### TUJUAN
Susun semua baris dari seluruh item di bawah ini menjadi daftar JSON berisi string, satu string untuk tiap baris, tanpa baris kosong. Gambarnya jangan ikut dimasukkan ke dalam jawaban.

Data Tercatat:
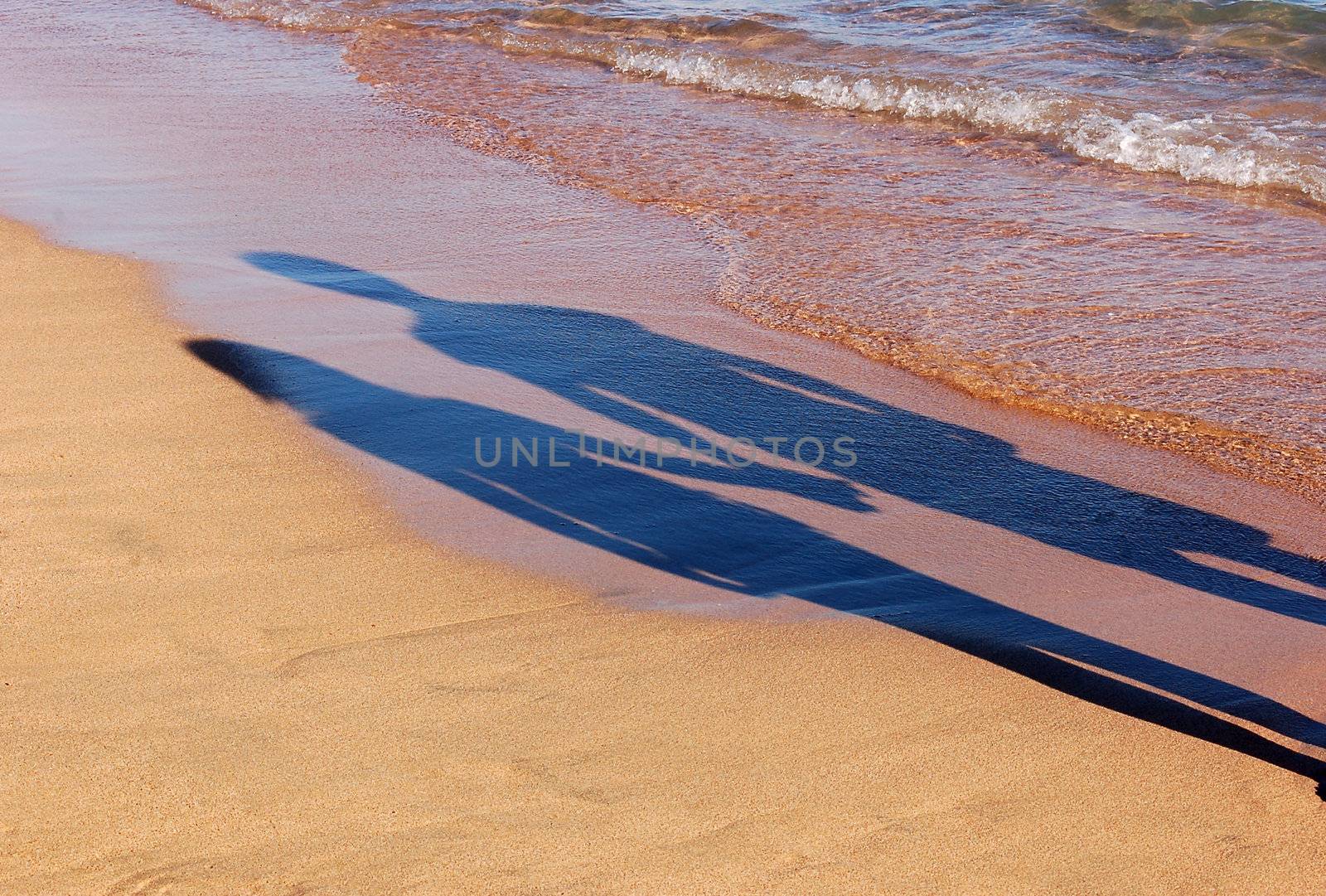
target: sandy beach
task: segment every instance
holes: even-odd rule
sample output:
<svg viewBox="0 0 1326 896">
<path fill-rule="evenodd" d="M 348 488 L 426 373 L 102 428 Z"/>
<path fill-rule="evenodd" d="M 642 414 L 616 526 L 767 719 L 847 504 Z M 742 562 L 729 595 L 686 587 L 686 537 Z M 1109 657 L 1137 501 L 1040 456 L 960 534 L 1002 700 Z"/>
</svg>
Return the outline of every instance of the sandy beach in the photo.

### HASIL LENGKAP
[
  "target: sandy beach",
  "task: segment every instance",
  "holes: even-odd rule",
  "sample output:",
  "<svg viewBox=\"0 0 1326 896\">",
  "<path fill-rule=\"evenodd\" d=\"M 348 488 L 426 373 L 102 428 Z\"/>",
  "<path fill-rule=\"evenodd\" d=\"M 642 414 L 616 526 L 767 719 L 847 504 Z M 742 562 L 729 595 L 686 587 L 686 537 Z M 1109 657 L 1137 501 L 1040 456 L 960 534 L 1002 700 Z\"/>",
  "</svg>",
  "Return the outline of every instance of the sandy beach in the photo."
]